(Point labels for objects)

____________

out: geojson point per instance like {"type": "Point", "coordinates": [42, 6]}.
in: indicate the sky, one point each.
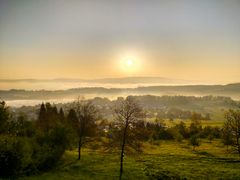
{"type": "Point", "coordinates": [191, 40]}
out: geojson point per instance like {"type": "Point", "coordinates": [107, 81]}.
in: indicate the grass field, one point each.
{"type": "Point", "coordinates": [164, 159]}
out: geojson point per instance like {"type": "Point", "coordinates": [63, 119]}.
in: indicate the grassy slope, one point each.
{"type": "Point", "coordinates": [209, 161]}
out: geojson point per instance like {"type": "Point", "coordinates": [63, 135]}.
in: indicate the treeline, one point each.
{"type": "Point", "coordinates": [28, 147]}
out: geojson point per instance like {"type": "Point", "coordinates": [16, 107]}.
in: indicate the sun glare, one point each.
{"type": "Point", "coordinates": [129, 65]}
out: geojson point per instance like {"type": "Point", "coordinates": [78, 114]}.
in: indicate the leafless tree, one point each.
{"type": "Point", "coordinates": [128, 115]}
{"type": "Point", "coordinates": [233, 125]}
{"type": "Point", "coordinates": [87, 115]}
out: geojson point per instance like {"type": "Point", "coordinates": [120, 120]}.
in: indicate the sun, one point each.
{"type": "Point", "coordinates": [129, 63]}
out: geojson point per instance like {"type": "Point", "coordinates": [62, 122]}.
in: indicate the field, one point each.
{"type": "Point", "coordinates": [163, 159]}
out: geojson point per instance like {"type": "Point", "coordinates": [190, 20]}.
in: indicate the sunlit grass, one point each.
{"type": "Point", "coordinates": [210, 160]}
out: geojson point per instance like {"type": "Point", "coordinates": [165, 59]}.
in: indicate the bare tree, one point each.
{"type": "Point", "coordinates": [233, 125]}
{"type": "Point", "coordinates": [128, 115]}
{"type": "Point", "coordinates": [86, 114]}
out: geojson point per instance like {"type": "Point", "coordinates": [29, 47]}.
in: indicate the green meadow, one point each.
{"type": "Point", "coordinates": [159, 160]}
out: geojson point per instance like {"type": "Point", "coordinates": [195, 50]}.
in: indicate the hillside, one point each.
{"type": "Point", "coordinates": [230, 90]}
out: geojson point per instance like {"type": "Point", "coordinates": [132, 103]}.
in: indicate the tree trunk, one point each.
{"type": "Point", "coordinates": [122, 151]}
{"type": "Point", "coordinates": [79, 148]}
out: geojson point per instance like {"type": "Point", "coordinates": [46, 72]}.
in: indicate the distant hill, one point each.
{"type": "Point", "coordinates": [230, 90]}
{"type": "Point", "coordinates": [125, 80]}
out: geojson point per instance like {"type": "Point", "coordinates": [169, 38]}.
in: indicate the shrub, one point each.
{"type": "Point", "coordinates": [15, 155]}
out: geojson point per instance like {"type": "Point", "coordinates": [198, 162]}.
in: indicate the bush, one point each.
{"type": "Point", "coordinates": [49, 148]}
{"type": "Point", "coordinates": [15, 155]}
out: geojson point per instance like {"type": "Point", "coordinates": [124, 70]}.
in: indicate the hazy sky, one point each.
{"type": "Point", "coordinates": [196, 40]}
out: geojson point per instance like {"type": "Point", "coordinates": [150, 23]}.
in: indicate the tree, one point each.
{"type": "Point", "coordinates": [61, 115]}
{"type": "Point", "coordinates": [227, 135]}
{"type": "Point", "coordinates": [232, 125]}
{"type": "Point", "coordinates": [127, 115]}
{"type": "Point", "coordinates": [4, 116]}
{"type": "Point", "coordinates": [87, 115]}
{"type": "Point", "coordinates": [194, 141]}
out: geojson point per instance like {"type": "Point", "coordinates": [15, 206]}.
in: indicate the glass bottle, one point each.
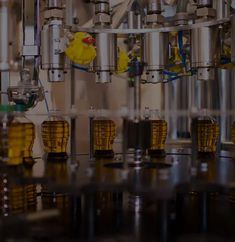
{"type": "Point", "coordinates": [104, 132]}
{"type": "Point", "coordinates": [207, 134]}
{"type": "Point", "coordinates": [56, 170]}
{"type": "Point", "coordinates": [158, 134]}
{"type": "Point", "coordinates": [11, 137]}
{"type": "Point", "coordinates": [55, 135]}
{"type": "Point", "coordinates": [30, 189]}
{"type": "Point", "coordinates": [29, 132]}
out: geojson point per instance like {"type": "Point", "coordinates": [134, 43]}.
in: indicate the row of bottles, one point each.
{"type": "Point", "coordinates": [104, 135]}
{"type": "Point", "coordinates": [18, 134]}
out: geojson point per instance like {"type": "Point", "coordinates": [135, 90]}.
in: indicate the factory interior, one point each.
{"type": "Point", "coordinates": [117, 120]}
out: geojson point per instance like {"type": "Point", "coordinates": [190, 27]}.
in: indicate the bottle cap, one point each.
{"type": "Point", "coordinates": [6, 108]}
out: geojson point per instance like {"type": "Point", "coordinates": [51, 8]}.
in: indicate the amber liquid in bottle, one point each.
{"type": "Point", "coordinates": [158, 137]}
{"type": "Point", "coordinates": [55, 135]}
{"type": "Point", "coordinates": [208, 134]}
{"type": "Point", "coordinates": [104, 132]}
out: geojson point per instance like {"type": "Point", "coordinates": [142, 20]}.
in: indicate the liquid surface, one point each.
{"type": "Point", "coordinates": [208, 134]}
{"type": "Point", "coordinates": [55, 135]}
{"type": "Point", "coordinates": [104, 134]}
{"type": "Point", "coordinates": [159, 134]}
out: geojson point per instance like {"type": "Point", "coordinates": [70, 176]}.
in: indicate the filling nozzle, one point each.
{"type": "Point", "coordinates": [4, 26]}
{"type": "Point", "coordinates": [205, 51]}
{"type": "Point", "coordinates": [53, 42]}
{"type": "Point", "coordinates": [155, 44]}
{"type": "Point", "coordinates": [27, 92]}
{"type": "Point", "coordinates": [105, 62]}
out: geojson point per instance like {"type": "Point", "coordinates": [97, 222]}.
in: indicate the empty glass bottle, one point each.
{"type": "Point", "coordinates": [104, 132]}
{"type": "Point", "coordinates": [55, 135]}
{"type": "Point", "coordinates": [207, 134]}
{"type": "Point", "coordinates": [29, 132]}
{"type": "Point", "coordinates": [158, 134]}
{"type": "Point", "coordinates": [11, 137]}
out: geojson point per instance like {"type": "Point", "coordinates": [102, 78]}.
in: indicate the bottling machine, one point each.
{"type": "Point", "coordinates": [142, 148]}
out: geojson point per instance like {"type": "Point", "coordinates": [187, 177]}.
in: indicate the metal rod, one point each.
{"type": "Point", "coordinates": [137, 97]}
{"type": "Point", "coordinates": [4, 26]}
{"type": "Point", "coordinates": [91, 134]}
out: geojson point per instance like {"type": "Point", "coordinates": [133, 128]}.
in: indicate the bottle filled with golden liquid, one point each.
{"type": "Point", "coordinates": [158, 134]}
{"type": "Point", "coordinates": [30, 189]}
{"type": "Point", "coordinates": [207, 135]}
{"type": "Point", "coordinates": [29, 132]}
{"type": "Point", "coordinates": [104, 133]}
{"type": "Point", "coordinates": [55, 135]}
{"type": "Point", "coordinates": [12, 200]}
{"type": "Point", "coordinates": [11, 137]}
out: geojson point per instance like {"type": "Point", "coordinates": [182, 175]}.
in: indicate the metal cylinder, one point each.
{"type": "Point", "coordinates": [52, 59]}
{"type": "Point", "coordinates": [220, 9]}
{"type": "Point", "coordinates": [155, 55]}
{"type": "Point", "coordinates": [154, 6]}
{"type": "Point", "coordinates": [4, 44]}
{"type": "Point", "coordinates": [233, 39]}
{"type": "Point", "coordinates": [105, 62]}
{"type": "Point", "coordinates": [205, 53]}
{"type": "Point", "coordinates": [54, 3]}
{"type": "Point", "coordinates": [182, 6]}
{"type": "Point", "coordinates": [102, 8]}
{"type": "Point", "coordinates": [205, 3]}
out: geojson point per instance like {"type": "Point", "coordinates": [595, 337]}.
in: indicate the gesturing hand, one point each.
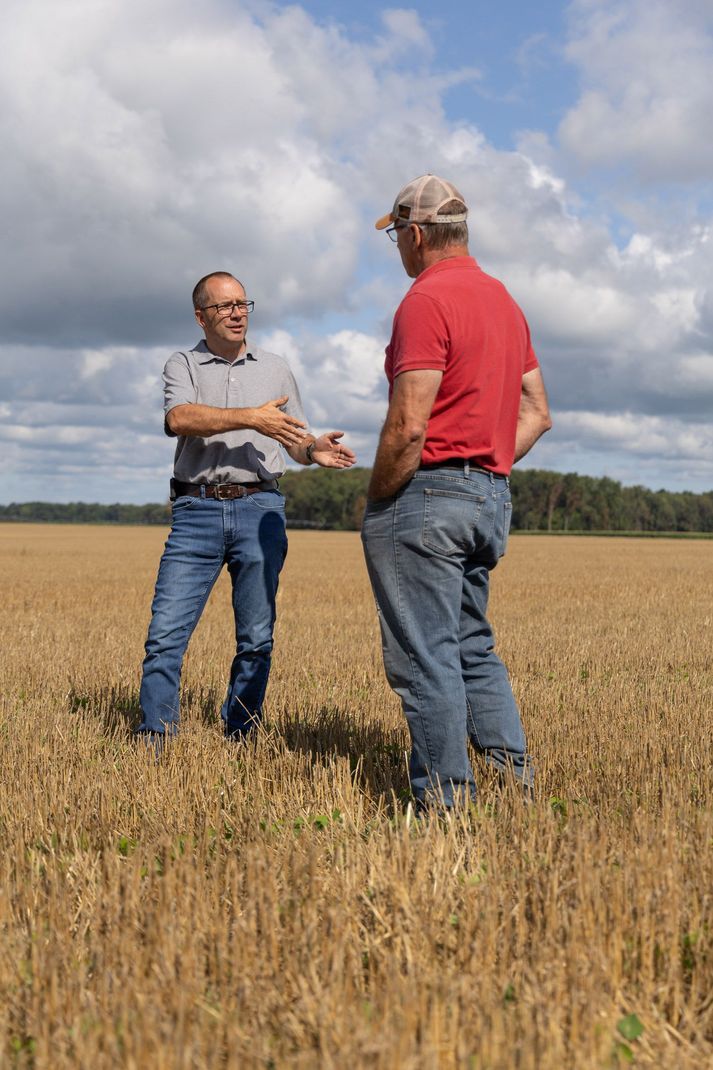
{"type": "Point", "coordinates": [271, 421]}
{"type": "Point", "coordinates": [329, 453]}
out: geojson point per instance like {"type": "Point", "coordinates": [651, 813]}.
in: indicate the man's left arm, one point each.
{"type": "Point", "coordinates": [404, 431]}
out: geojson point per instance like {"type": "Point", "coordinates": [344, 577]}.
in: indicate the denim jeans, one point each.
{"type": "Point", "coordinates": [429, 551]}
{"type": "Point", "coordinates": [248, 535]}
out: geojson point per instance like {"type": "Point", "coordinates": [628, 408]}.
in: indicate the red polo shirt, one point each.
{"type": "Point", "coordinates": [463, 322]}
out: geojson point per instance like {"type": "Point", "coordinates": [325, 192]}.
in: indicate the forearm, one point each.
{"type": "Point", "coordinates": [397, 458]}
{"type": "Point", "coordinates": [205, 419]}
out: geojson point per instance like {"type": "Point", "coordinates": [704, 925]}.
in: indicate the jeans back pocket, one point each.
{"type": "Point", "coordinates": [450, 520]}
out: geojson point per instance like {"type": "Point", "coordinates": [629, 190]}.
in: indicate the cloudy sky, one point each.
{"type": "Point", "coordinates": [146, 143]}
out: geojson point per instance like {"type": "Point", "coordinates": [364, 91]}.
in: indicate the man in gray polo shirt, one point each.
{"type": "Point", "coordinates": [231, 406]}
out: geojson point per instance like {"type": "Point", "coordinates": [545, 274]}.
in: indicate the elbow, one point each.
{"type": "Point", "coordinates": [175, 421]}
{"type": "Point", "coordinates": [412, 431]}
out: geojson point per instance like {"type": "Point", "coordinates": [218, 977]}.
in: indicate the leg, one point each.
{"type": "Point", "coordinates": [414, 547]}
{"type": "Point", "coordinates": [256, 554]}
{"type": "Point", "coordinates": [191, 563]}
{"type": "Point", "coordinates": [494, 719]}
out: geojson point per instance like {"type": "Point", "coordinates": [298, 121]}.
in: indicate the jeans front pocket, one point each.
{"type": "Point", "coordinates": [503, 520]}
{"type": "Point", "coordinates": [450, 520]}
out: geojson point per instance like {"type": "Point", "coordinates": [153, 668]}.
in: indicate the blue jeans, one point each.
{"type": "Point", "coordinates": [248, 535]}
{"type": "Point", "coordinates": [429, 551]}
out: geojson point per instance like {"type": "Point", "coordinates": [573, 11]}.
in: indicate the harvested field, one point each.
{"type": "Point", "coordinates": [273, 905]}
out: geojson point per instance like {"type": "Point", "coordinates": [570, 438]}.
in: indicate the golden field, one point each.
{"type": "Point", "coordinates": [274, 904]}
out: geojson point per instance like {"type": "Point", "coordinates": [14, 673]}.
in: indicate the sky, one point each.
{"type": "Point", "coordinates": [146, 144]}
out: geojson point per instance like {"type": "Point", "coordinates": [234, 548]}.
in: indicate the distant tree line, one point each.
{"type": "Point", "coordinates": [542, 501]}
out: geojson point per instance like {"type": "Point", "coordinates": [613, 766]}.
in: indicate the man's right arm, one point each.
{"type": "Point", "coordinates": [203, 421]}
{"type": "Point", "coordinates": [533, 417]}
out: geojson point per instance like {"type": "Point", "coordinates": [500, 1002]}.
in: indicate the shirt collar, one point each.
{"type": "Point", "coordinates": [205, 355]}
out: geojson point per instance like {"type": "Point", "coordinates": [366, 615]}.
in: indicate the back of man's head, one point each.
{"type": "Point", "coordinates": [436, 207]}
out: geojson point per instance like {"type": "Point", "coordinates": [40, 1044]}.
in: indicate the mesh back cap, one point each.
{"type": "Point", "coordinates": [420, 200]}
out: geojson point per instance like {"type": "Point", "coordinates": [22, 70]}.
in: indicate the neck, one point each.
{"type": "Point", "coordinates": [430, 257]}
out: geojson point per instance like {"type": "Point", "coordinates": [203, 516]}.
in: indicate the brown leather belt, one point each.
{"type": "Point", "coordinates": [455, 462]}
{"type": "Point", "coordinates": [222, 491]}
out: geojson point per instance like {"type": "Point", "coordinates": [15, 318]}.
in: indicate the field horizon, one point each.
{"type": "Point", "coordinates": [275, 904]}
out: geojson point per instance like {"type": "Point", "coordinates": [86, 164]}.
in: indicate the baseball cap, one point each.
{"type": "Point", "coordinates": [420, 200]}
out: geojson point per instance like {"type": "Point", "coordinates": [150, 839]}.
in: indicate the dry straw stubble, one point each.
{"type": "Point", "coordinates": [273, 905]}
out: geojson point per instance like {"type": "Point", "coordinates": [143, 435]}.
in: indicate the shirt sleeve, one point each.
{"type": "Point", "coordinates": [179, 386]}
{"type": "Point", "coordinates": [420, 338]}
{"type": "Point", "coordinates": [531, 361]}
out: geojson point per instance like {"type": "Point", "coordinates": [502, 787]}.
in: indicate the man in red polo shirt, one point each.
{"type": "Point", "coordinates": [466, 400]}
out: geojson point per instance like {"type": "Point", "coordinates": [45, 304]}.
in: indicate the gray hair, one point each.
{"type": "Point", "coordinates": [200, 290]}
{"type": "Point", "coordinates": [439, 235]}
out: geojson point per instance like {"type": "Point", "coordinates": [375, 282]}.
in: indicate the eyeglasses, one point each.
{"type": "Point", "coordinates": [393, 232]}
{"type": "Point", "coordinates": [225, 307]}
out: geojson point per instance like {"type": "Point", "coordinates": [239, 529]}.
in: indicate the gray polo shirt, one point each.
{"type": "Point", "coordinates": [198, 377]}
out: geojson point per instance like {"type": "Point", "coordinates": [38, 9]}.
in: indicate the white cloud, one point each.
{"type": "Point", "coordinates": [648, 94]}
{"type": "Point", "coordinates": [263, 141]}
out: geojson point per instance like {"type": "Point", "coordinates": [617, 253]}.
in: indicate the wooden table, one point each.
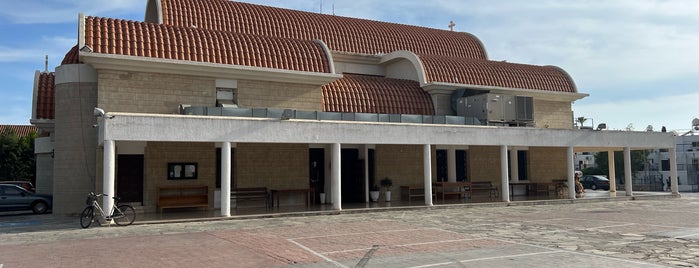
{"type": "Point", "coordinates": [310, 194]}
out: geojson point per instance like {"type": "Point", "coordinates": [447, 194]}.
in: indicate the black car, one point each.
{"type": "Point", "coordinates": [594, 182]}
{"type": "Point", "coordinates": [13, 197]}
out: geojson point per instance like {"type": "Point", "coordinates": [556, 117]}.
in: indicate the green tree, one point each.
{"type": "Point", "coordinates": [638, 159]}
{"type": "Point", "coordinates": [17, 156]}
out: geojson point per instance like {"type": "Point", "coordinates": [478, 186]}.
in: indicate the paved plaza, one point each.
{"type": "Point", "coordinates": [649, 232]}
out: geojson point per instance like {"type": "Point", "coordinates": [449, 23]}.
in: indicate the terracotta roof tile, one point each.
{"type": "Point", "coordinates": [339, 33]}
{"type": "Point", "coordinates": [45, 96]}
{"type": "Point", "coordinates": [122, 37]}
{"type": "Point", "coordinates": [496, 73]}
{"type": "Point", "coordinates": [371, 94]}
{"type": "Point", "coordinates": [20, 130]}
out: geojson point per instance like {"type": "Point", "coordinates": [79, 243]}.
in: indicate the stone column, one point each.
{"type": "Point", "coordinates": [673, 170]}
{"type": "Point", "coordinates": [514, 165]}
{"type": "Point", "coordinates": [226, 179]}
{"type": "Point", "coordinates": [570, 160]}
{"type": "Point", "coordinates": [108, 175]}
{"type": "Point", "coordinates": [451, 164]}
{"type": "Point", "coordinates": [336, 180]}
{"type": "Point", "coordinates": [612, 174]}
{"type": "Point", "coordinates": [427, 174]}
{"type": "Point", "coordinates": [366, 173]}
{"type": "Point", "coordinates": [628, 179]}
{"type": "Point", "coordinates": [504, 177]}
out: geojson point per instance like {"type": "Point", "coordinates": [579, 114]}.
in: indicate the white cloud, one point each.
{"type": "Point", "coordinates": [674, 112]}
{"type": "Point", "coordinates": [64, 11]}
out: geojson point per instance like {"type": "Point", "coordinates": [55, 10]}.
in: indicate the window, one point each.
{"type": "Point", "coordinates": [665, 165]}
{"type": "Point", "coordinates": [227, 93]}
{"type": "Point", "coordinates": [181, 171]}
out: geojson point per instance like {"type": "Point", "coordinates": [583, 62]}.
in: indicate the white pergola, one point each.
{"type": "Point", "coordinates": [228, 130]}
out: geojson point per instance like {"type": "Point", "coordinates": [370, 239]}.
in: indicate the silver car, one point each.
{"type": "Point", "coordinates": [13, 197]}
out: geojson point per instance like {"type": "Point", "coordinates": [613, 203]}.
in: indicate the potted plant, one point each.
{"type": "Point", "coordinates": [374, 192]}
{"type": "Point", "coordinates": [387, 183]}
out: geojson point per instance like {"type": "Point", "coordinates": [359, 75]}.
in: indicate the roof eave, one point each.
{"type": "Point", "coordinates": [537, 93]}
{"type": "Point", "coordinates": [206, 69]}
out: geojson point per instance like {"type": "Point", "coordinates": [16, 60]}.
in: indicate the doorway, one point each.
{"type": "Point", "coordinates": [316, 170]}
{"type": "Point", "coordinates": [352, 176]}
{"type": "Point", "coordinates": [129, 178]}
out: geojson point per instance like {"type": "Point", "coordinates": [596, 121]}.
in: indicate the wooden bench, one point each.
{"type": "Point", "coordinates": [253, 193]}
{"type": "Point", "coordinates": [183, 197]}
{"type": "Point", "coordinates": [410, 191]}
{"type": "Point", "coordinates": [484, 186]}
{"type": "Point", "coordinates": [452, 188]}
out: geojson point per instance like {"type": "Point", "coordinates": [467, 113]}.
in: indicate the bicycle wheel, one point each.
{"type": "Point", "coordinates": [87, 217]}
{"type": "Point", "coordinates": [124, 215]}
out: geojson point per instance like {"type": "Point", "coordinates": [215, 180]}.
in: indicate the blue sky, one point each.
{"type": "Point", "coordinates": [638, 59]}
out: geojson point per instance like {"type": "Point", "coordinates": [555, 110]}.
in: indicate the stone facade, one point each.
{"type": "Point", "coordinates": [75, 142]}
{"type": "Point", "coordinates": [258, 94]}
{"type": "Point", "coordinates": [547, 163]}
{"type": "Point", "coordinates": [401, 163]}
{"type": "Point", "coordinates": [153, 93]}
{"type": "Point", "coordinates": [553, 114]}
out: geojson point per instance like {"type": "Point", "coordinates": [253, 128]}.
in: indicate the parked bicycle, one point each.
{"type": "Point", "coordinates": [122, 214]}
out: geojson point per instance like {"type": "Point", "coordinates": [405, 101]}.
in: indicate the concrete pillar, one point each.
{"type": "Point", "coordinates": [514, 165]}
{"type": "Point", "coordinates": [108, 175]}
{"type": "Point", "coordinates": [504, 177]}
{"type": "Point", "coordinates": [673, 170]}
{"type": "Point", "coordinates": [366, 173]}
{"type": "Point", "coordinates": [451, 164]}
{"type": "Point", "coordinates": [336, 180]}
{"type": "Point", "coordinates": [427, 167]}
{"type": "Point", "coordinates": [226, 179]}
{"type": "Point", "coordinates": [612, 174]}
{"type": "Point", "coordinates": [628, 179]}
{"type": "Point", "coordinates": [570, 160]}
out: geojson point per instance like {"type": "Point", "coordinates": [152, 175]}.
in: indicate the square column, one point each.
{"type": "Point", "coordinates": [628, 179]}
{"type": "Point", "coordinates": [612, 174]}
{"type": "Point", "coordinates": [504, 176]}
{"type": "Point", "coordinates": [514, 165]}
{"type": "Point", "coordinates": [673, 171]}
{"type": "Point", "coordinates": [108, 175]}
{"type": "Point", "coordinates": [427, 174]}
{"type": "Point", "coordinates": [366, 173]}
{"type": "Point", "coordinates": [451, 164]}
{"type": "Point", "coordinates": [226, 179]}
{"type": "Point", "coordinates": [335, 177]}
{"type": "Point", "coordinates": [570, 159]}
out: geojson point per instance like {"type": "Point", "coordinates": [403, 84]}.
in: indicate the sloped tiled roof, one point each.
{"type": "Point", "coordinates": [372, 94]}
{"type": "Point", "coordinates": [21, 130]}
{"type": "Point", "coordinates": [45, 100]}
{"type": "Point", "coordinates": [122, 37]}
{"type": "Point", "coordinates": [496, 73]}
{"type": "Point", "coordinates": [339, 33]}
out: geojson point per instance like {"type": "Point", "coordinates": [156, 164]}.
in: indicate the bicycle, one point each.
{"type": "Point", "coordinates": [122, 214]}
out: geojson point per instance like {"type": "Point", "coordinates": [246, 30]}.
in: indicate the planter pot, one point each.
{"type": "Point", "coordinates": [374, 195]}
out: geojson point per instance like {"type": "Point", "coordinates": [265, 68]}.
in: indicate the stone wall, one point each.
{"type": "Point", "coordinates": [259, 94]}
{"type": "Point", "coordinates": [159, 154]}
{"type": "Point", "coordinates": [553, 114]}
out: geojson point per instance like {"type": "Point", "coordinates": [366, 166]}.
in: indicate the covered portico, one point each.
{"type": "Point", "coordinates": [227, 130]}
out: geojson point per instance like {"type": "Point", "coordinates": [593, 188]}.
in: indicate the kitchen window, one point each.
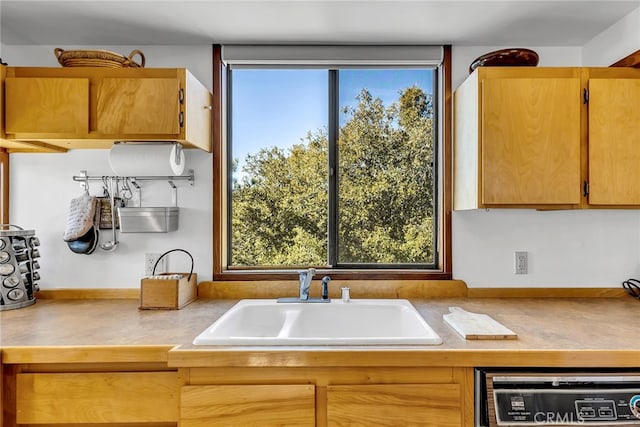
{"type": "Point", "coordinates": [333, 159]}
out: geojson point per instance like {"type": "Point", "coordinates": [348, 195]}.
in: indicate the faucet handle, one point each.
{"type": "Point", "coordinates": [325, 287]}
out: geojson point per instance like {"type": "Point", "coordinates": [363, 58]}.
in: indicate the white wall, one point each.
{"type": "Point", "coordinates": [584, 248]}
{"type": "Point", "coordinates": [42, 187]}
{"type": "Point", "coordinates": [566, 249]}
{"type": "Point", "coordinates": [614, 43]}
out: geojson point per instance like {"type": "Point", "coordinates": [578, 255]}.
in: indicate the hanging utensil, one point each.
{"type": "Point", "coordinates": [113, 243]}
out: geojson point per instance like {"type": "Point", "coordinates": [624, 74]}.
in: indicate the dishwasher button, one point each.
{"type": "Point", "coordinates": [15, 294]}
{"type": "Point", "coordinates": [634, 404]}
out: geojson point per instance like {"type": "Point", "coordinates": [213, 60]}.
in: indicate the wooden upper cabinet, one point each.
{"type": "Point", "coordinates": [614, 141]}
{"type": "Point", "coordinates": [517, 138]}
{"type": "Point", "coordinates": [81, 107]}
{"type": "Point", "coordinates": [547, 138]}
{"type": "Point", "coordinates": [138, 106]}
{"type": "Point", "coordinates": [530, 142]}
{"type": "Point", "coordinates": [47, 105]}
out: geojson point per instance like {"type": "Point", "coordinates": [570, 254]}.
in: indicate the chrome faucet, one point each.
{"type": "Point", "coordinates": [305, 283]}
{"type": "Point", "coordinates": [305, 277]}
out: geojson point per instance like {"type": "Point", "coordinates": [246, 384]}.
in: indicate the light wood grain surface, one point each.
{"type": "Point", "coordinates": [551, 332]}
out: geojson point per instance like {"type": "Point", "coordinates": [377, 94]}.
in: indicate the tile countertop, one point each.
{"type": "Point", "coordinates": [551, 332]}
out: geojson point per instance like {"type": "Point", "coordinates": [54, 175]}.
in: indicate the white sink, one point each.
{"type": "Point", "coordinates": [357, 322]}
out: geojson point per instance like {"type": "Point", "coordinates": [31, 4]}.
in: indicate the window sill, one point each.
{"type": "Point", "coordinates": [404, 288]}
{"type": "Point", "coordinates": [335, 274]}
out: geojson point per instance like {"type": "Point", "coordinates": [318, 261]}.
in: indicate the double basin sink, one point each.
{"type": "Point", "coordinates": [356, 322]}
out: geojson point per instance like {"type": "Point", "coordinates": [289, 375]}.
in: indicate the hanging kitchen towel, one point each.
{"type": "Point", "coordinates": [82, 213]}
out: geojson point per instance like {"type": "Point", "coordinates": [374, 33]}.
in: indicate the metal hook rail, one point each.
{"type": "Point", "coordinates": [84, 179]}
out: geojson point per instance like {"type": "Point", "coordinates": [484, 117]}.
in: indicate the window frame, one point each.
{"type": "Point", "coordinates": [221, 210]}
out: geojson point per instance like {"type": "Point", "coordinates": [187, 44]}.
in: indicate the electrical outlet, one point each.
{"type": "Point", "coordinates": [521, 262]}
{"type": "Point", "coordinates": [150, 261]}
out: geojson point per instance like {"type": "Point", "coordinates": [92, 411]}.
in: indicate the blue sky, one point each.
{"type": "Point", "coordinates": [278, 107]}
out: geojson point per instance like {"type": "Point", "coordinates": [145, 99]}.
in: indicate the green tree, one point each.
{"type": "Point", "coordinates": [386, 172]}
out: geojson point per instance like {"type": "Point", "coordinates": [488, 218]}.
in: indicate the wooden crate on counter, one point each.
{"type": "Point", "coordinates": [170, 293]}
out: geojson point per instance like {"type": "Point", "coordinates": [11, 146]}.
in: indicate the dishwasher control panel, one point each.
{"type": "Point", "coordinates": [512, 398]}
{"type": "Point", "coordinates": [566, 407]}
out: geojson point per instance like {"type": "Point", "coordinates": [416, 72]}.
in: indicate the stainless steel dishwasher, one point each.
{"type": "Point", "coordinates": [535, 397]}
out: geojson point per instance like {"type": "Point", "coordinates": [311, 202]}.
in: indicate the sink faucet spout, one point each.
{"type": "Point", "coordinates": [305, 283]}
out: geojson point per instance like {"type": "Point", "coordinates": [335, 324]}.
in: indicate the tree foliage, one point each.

____________

Copy out each line of the material in which the word "faucet" appears.

in: indicate the faucet handle, one point each.
in: indicate the chrome faucet, one point each.
in: indicate the sink faucet spout, one point each.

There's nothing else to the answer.